The task: Update the entries below by replacing every "Objective" with "Task". Keep everything else the same.

(Rows from a pointing dataset)
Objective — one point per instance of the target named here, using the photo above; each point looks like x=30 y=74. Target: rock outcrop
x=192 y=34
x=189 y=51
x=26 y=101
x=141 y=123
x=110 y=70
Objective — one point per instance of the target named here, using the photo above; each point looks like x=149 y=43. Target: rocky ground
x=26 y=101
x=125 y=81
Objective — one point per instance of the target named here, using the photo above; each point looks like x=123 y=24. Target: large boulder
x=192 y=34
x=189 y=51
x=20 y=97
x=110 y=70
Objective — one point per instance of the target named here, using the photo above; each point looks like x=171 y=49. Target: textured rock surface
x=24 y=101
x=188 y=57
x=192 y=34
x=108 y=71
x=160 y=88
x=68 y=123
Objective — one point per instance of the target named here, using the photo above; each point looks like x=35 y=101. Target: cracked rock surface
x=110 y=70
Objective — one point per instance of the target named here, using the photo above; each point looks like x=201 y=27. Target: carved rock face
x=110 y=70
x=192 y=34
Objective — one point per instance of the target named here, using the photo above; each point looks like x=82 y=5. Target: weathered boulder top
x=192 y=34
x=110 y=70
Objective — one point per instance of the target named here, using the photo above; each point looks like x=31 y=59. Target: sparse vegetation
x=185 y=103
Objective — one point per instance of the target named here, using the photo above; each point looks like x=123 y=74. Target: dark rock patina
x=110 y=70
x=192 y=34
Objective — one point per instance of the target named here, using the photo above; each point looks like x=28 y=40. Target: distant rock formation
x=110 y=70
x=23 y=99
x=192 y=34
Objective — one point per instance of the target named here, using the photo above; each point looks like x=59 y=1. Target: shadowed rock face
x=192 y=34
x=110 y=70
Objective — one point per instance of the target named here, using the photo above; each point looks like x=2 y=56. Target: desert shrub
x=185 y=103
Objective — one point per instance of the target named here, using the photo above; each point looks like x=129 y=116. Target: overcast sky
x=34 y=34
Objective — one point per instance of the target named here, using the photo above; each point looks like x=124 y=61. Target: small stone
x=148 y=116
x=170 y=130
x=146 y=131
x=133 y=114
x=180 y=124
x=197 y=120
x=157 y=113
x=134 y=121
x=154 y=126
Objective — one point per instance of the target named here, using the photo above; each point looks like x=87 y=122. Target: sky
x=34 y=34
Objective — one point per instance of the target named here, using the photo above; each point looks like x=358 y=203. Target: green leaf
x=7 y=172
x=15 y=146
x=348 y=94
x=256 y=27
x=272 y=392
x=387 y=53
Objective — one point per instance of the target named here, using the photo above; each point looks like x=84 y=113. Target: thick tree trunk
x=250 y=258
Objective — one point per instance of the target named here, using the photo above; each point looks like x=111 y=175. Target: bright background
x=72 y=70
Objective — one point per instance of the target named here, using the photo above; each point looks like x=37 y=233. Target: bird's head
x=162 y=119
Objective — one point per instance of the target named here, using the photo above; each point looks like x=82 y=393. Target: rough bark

Response:
Task — one point per instance of the target named here, using the photo above; each point looks like x=30 y=74. Target: rock outcrop
x=192 y=34
x=189 y=51
x=26 y=101
x=141 y=123
x=110 y=70
Task — one point per instance of the target named here, using the photo above; each point looks like x=149 y=43. Target: rocky ground
x=26 y=101
x=125 y=81
Task — one point per instance of the target named here, using the photo above; each point looks like x=123 y=24. Target: large boulder
x=192 y=34
x=189 y=51
x=20 y=97
x=110 y=70
Task — one point per instance of the target named here, using the photo above; each point looks like x=171 y=49. Target: textured rock surface
x=24 y=101
x=188 y=57
x=192 y=34
x=108 y=71
x=160 y=88
x=68 y=123
Task — one point per instance of the target named here, using the photo above; each point looks like x=35 y=101. Target: cracked rock surface
x=110 y=70
Task — one point per instance of the target named here, using the photo above; each point looks like x=201 y=27. Target: carved rock face
x=110 y=70
x=192 y=34
Task — one point per instance of the target named here, using the photo above; each point looks like x=82 y=5. Target: weathered boulder top
x=192 y=34
x=110 y=70
Task — one point per instance of the target named here, using the photo above; each point looks like x=31 y=59. Target: sparse vegetation
x=185 y=103
Task — one point per instance of the target named here, using the photo above; each point looks like x=123 y=74. Target: dark rock patina
x=110 y=70
x=192 y=34
Task — one point per instance of the target named here, using the photo above; each point looks like x=28 y=40. Target: distant rock formation
x=110 y=70
x=23 y=99
x=192 y=34
Task — one point per instance of the target named here, using the photo above; each point looks like x=59 y=1. Target: shadowed rock face
x=192 y=34
x=110 y=70
Task — one point per instance of the target named here, using the photo above; each point looks like x=2 y=56. Target: desert shrub
x=185 y=103
Task — one point per instance of the target named here, using the photo above; each point looks like x=129 y=116. Target: overcast sky
x=34 y=34
Task — one point per instance of the target named here, using the photo above; each point looks like x=124 y=61. Target: small stone
x=148 y=116
x=170 y=130
x=146 y=131
x=133 y=114
x=180 y=124
x=197 y=120
x=157 y=113
x=134 y=121
x=154 y=126
Task — one point per instance of the target named here, using the photo above; each point looks like x=87 y=122. Target: sky
x=34 y=34
Task — one point per instance of the target named here, using the photo above; each point looks like x=358 y=203. Target: green leaf
x=7 y=172
x=15 y=146
x=348 y=94
x=256 y=27
x=272 y=392
x=387 y=53
Task — one point per instance of the target named here, using the photo above; each point looks like x=84 y=113. Target: thick tree trunk
x=250 y=258
Task — one point per instance of the target named here, using the photo above; each point looks like x=111 y=175. Target: bright background
x=72 y=70
Task — one point per instance of the target named here, using the photo above; each point looks like x=37 y=233. Target: bird's head
x=162 y=119
Task — one point per instance of the target named here, using the photo above; each point looks like x=82 y=393. Target: rough bark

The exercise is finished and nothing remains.